[Collected data]

/---

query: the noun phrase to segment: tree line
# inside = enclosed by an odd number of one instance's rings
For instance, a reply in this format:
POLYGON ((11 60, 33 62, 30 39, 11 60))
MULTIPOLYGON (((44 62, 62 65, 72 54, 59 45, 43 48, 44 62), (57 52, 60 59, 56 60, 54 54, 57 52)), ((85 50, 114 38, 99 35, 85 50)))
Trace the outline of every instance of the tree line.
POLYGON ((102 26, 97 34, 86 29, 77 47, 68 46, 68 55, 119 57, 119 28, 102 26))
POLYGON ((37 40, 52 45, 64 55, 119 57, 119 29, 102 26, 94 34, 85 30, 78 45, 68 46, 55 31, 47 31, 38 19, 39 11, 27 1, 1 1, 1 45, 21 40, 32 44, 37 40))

\---

### Aim of the exercise:
Copy all of the records above, renaming "tree line" to "forest edge" everywhere it occurs and changing nothing else.

### Task result:
query: the noun phrase to segment: forest edge
# inside = enclosed by an odd number of one instance's rings
For instance, a reply in this format:
POLYGON ((11 60, 33 62, 30 39, 11 60))
MULTIPOLYGON (((44 62, 62 65, 72 54, 59 45, 43 48, 44 62), (57 52, 60 59, 56 60, 54 54, 57 52)), ((85 50, 114 38, 99 35, 85 50)))
Trace the outline of every instance of the forest edge.
POLYGON ((102 26, 97 34, 86 29, 77 47, 68 46, 68 55, 119 57, 119 28, 102 26))
POLYGON ((37 40, 52 45, 64 55, 119 57, 119 29, 102 26, 94 34, 85 30, 78 45, 68 46, 55 31, 47 31, 38 19, 39 11, 27 1, 1 1, 1 45, 21 40, 32 44, 37 40))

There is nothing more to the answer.